Provided data ->
(begin)

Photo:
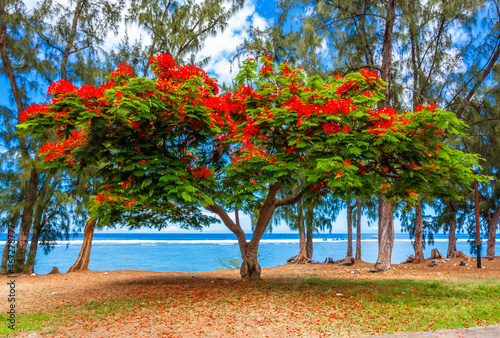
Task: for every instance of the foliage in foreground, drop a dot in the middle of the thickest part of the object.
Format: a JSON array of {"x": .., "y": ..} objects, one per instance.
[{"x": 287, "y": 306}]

(end)
(begin)

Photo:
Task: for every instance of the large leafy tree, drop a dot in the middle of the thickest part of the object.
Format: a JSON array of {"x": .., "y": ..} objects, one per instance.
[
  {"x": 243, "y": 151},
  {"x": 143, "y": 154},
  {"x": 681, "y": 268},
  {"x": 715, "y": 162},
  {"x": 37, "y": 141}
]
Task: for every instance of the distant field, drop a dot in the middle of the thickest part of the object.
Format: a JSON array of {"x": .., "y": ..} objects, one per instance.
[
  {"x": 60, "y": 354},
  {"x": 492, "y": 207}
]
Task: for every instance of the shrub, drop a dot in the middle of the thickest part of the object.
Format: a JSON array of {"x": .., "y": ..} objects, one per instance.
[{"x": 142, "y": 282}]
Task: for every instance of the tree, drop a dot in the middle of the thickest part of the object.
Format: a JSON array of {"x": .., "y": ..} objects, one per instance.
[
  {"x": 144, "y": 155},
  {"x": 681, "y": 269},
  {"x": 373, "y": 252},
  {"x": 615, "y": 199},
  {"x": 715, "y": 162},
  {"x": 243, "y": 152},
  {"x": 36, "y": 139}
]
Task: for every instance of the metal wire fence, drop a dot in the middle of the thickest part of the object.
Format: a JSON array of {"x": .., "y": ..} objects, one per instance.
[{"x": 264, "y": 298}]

(end)

Please locate every line in the records that contains the word "Task" and copy each of those lines out.

Answer ->
Task: for every instance of the foliage in foreground, drop a dot in the middle of the thickest part of the object.
Task: for every instance of the large leafy tree, drop a dot in the middle of the thickest part of the object.
Task: for every instance of the distant field, drop a dot in the middle of the thickest part of the object.
Task: for every instance of the shrub, drop a dot in the middle of the thickest part of the object.
Task: for every instance of the tree, drop a dot in the middle of the thickest part of the object.
Task: for every instance of the metal wire fence, drop a dot in the middle of the thickest part of the object.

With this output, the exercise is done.